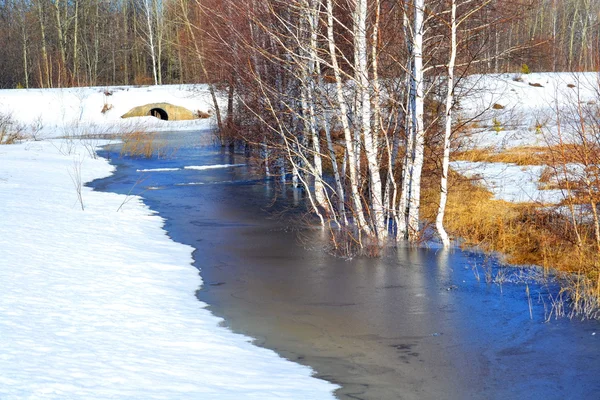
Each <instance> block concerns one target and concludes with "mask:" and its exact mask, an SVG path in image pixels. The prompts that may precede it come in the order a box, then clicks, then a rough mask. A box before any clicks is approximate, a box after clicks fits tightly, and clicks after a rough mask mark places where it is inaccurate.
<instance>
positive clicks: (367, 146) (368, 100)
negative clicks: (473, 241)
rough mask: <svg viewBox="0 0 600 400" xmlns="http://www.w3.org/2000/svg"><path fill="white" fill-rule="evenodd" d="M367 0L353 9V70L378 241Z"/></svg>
mask: <svg viewBox="0 0 600 400" xmlns="http://www.w3.org/2000/svg"><path fill="white" fill-rule="evenodd" d="M367 11H368V10H367V0H357V1H356V7H355V10H354V25H355V26H354V46H355V56H356V57H357V59H355V60H354V64H355V65H354V68H355V71H356V82H357V84H358V91H359V96H360V99H359V103H360V107H359V110H360V116H359V118H360V121H359V123H360V130H361V132H362V137H363V143H364V147H365V153H366V156H367V167H368V171H369V178H370V187H371V209H372V218H373V223H374V224H373V225H374V228H375V234H376V235H377V238H378V239H379V241H380V242H382V241H383V240H385V238H386V237H387V226H386V223H385V222H386V221H385V213H384V207H383V198H382V185H381V175H380V173H379V172H380V171H379V159H378V143H377V140H376V137H375V136H376V132H373V130H372V129H371V93H370V87H371V86H370V84H369V66H368V55H367Z"/></svg>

# Task details:
Say how many lines in the entries contain the string "clicks", and say nothing else.

# Solution to this exercise:
3